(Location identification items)
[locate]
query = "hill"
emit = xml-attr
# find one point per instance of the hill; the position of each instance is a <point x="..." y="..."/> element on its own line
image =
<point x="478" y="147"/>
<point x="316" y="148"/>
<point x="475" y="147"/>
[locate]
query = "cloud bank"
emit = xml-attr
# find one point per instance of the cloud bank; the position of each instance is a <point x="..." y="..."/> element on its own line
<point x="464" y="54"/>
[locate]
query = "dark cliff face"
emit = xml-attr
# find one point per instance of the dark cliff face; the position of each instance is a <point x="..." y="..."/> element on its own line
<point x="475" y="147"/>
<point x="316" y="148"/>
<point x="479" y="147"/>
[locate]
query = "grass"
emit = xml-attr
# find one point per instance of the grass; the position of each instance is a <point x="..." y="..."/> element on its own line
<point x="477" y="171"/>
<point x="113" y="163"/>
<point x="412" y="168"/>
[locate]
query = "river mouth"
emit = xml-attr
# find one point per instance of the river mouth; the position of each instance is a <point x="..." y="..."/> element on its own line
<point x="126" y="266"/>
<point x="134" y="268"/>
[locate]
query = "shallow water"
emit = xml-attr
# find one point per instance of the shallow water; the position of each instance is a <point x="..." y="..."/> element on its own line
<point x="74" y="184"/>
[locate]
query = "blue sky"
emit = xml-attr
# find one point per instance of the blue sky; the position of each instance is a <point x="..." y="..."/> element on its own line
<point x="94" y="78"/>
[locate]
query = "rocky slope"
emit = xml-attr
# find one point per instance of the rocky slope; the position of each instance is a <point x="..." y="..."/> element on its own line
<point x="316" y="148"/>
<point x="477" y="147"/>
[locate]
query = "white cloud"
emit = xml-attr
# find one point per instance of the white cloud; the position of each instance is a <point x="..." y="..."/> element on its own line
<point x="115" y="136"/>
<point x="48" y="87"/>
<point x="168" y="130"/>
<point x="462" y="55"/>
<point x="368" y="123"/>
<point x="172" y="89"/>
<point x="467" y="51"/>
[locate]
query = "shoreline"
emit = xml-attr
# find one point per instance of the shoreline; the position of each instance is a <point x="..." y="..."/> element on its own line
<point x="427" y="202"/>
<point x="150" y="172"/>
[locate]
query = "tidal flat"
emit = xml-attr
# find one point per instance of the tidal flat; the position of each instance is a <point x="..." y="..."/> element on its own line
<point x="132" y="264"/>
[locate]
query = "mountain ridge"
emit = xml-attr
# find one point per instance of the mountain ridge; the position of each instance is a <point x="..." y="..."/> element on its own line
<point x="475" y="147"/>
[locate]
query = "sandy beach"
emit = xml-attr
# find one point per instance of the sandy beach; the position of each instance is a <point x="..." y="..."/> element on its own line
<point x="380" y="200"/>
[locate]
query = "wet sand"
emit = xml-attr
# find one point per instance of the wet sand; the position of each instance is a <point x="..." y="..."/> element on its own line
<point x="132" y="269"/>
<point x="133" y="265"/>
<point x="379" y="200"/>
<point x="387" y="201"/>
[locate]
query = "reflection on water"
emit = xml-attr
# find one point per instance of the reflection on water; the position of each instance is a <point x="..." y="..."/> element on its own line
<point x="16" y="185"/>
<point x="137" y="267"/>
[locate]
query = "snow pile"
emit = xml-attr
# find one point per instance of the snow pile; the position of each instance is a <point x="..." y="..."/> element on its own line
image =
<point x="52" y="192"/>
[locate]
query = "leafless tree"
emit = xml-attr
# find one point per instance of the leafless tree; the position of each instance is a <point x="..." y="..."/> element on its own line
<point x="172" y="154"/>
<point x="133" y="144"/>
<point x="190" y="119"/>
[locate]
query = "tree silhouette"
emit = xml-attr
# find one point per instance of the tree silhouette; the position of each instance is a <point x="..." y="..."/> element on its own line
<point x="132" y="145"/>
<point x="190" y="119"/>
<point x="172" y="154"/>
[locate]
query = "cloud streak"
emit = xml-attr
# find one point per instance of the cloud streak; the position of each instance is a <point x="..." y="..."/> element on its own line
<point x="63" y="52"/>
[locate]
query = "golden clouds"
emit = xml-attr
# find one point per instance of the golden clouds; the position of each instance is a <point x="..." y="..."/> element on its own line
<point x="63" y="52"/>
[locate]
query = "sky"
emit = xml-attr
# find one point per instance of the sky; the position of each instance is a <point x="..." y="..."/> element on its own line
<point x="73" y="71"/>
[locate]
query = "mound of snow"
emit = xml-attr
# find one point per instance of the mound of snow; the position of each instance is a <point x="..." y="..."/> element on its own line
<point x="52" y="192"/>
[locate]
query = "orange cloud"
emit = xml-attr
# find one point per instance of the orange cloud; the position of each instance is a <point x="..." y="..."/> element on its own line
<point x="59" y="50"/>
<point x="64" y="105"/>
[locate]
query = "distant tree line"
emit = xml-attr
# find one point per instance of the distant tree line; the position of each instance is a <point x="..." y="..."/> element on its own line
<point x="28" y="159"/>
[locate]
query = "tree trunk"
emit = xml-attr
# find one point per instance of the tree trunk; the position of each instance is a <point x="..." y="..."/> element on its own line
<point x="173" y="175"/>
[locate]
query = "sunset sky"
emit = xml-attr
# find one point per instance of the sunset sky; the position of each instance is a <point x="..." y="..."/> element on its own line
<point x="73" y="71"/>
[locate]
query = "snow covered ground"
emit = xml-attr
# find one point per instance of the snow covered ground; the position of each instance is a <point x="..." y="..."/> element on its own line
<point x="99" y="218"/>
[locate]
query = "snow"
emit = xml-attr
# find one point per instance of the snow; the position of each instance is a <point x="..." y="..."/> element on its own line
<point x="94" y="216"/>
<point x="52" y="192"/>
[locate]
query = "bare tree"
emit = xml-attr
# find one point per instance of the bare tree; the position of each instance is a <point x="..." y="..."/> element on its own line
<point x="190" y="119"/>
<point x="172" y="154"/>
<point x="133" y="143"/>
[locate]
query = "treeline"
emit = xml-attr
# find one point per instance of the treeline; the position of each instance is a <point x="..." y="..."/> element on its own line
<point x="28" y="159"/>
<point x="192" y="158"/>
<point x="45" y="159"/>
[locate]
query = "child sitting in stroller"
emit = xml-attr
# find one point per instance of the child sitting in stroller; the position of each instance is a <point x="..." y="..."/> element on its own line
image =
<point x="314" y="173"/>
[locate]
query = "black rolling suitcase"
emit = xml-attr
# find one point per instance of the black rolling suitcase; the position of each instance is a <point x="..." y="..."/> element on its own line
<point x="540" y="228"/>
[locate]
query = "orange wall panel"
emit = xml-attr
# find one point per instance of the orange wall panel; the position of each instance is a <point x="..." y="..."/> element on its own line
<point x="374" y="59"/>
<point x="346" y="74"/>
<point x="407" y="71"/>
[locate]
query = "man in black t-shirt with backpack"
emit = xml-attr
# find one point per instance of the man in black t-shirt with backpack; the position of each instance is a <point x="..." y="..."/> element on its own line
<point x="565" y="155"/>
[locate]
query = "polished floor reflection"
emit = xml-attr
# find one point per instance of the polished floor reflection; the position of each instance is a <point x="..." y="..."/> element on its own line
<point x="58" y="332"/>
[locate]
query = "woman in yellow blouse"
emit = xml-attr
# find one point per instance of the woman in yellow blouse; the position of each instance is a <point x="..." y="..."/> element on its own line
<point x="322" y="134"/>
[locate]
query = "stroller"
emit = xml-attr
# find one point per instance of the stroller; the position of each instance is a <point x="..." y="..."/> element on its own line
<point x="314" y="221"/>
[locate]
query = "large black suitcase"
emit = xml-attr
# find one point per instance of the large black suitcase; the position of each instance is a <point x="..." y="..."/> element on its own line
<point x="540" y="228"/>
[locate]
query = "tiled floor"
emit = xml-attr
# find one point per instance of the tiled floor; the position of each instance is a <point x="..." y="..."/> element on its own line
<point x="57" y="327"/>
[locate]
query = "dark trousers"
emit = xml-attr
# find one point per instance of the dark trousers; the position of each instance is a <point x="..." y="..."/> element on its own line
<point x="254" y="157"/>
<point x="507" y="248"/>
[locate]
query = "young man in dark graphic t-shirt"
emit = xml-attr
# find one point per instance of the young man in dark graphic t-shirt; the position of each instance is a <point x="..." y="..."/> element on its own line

**Exercise instructions:**
Tally the lines of the items above that contain the string "panel", matching case exactly. Give only the number.

**Finished exercise:**
2